## [TASK INSTRUCTIONS]
Write out, word for word, only the lines from the one with "[mark] black sock" to the end of the data below.

## [TASK DATA]

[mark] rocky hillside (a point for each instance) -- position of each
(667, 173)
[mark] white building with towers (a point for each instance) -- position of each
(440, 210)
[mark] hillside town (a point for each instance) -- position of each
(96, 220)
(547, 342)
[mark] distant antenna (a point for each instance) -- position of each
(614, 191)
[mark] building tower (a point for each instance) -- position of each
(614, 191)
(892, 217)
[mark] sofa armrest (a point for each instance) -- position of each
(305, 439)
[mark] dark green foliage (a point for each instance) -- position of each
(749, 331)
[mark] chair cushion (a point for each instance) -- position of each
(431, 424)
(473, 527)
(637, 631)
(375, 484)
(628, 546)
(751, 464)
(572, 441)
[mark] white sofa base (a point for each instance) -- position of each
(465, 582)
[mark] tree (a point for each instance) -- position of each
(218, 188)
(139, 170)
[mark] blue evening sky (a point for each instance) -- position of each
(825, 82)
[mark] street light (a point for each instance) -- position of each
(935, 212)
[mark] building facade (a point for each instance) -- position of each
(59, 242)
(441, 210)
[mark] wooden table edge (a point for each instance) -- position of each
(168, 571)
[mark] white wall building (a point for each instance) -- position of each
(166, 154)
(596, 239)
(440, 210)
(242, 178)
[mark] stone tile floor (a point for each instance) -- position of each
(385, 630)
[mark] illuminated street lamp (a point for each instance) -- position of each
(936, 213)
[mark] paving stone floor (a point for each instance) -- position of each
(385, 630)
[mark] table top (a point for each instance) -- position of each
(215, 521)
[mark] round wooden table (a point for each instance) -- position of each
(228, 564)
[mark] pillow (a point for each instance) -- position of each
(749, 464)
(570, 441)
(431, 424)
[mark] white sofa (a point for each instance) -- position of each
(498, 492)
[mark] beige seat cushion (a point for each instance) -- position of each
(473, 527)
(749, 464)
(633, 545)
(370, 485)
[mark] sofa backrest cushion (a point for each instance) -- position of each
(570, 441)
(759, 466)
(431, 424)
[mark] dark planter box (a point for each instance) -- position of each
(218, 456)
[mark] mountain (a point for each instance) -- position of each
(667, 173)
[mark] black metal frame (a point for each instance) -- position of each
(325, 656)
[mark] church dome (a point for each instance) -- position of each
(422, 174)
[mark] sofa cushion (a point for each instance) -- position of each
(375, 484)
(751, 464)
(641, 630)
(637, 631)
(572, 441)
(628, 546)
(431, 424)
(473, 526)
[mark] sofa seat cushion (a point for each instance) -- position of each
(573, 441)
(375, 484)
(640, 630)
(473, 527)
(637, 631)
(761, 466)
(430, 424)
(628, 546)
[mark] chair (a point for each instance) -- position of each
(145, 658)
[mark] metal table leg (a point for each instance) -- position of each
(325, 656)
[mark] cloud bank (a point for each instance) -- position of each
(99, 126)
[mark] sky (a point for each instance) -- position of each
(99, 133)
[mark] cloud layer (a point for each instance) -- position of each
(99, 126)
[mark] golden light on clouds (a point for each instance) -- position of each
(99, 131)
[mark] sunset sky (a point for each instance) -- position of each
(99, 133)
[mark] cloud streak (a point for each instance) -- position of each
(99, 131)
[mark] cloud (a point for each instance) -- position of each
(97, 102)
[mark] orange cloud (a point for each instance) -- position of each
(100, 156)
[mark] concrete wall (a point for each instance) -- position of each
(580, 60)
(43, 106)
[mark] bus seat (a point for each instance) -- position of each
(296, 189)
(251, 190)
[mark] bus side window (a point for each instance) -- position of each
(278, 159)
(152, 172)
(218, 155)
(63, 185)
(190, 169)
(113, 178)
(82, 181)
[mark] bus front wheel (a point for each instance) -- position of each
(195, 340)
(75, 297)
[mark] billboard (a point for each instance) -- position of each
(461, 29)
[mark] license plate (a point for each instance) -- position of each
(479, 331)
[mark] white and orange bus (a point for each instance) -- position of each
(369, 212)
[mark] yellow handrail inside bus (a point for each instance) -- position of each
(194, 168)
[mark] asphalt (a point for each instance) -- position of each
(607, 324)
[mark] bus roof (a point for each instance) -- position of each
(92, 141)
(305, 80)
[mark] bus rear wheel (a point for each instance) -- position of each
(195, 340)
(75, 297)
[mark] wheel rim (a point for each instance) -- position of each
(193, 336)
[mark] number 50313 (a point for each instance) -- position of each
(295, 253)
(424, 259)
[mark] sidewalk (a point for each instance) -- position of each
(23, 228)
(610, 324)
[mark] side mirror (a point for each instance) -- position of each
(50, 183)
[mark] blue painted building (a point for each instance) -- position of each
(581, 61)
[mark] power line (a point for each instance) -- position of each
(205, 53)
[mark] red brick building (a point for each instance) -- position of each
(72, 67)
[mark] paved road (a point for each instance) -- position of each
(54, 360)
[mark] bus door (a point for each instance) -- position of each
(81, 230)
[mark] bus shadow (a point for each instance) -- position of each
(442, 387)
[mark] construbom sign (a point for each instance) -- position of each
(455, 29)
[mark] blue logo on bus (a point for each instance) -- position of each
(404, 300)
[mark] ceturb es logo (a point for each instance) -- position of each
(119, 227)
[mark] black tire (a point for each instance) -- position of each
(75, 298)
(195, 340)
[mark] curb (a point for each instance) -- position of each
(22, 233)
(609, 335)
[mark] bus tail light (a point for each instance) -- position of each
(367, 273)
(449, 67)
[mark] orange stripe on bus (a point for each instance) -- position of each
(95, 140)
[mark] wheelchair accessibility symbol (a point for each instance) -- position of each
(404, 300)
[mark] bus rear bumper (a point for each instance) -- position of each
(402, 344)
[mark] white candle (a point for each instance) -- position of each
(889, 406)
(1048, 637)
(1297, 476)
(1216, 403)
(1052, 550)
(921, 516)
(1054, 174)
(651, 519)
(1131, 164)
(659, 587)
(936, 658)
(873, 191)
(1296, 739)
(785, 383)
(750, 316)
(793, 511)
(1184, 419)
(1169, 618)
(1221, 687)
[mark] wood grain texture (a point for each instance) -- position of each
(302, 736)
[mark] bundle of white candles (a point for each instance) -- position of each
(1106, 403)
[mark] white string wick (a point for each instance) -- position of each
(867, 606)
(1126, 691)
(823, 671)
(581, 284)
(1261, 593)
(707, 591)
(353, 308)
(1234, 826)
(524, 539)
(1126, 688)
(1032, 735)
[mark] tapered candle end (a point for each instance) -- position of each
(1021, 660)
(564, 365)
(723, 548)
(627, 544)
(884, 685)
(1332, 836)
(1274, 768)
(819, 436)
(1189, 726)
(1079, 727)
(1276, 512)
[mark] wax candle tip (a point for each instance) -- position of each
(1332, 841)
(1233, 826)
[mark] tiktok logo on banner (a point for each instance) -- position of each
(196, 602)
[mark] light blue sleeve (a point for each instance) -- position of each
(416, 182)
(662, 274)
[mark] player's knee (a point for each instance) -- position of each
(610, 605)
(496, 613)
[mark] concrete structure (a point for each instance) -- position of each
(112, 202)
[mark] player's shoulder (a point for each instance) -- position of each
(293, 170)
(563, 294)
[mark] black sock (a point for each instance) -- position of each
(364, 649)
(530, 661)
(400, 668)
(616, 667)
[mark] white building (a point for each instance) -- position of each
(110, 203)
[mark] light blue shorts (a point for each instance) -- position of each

## [OUTPUT FOR THIS TASK]
[mark] black sock (a point for each instance) -- position of each
(364, 649)
(530, 661)
(400, 668)
(616, 667)
[mark] white building (a point for each instance) -- position of each
(110, 203)
[mark] light blue shorts (a point for each instance) -- position of each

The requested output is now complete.